Rédigez la suite du texte consacré au reporter indépendant et à la précarité de son métier, à partir de sa dernière phrase.

:: Passage choisi

Il donne une forte valeur politique à son travail. « C’est un paradoxe, nous n’avons jamais été aussi connectés et pourtant, nous n’avons jamais eu autant de préjugés », rappelle-t-il. « Ces préjugés ne sont pas déconstruits par des analyses mais par les histoires personnelles des gens. On se connecte à ses semblables, pas à des chiffres ». Il préfère donc le reportage, lent, à tout autre format et aime écouter longuement ses interlocuteurs. Plusieurs histoires l’ont particulièrement touché ces dernières années : celles des veuves de mineurs morts lors de la pire catastrophe minière de Turquie en 2014, celles d’exilés rescapés d’un refoulement commis par les garde-côtes grecs ou encore celles des habitants de la ville kurde de Nusaybin, ville martyre du conflit kurde.
L’évolution du métier de journaliste rend la précarité parfois étouffante. « J’aurais jeté l’éponge à plusieurs reprises sans le soutien constant de ma compagne », raconte-t-il. Le recours aux journalistes indépendants est quasi généralisé, surtout à l’étranger. La conséquence est une très forte insécurité puisqu’il faut courir après les rédactions, les publications et se battre pour être payé. Ces journalistes ne savent jamais s’ils pourront payer leur loyer le mois suivant. « Pour nous, pas de vacances ni de congés maladie », rappelle Jérémie. Beaucoup de pigistes n’ont pas la carte professionnelle et vivent autour du seuil de pauvreté. « La CFE, on oublie et en général, on oublie toute protection sociale ».

::::
:: Lignes fournies

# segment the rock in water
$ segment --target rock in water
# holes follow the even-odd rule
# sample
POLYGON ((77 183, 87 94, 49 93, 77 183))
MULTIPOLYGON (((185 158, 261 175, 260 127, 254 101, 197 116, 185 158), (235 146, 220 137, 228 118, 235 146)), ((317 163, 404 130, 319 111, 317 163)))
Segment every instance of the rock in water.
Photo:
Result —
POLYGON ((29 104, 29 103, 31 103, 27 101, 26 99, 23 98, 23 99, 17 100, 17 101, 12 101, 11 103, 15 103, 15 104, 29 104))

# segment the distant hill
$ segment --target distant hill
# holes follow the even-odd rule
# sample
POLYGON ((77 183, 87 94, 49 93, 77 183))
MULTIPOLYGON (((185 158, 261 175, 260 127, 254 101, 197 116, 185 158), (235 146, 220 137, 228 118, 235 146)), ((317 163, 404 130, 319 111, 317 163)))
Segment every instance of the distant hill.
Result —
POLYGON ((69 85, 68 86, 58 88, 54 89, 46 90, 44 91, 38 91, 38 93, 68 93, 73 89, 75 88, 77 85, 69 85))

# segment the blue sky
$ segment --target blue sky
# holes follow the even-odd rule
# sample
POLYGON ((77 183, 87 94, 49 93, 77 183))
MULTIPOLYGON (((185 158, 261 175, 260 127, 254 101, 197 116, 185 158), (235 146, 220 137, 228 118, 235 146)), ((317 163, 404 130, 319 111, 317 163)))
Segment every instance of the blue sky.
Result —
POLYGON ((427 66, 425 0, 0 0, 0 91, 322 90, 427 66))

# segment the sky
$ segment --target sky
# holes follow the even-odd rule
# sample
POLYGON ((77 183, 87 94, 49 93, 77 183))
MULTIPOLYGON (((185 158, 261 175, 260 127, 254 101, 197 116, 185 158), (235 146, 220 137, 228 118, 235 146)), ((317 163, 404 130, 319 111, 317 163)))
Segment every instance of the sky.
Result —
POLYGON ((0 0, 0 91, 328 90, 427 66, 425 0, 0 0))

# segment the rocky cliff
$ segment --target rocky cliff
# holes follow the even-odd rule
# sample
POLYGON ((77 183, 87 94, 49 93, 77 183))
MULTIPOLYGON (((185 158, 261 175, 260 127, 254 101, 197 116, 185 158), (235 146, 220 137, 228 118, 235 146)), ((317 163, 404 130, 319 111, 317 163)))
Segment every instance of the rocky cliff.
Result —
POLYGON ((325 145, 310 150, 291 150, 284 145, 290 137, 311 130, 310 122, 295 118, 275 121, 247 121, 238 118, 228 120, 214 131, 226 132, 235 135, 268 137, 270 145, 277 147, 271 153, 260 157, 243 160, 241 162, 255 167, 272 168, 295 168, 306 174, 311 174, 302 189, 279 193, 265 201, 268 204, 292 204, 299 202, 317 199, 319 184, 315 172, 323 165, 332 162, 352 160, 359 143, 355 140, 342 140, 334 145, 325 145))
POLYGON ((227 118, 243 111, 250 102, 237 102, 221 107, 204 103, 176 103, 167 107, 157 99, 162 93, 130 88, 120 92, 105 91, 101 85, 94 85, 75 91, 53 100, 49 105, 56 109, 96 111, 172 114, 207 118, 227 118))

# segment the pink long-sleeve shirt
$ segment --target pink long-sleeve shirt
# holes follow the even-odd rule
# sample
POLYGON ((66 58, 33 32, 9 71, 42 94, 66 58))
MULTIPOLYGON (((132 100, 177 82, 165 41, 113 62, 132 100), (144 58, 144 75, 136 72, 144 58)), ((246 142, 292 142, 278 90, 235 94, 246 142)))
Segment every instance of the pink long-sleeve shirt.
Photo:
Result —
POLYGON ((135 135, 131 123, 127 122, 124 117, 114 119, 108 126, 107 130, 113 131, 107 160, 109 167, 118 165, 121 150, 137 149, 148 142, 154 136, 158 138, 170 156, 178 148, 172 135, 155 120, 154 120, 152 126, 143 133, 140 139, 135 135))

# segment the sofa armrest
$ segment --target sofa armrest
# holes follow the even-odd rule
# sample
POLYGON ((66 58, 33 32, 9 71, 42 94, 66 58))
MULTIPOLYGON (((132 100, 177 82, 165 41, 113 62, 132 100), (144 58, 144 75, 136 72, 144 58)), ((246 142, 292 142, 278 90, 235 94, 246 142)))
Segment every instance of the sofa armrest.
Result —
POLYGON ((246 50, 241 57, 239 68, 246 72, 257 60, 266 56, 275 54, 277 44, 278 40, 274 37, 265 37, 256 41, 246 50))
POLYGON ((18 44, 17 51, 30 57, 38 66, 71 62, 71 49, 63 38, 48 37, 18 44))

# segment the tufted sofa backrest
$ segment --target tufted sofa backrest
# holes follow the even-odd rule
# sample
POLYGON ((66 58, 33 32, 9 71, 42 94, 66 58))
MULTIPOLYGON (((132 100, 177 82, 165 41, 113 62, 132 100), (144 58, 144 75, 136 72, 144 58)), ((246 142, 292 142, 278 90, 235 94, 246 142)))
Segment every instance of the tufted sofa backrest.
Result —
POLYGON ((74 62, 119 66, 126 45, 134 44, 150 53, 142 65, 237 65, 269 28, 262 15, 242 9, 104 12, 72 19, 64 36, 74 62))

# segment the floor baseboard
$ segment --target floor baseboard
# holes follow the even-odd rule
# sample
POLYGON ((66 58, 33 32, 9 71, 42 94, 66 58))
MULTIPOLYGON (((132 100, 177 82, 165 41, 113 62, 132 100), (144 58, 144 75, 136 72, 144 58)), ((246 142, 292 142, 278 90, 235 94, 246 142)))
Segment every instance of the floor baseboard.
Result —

::::

* **Réponse attendue**
En 2019, Jérémie devient le correspondant de Libération ce qui lui assure un peu plus de stabilité et lui permet de s’impliquer dans des organisations locales. Il écrit, édite et traduit des textes pour le journal d’une association constituée autour de cafés et d’ateliers autogérés. Il s’engage aussi auprès d’une association environnementale stambouliote. « Il y a des limites à ce qu’on peut faire en tant qu’étranger en Turquie », précise-t-il toutefois.
La pandémie de la Covid-19 a été une catastrophe pour la plupart des indépendants. Son impact sur les Français précaires établis hors de France reste encore à mesurer pleinement. C’est un déclic pour Jérémie qui mûrissait depuis quelques années l’envie de s’engager aux côtés des Français et de la France.
Il se rapproche avec quelques camarades de Français du monde-adfe en Turquie et constitue un nouveau bureau.
« Pour l’instant, nous essayons de déterminer où nous pouvons nous mobiliser efficacement avec nos moyens limités au-delà des activités habituelles de l’association en Turquie », explique-t-il. La section travaille donc dans plusieurs directions. D’abord, organiser des conférences pour échanger autour de sujets politiques, sociaux et environnementaux. Ensuite, construire à Istanbul un système de distribution de produits frais mêlant solidarité et convivialité sur le modèle des AMAP en France. L’objectif est de faire se rencontrer les classes sociales à égalité au même endroit, d’aider des foyers pauvres, de soutenir des fermiers et d’organiser régulièrement des événements conviviaux.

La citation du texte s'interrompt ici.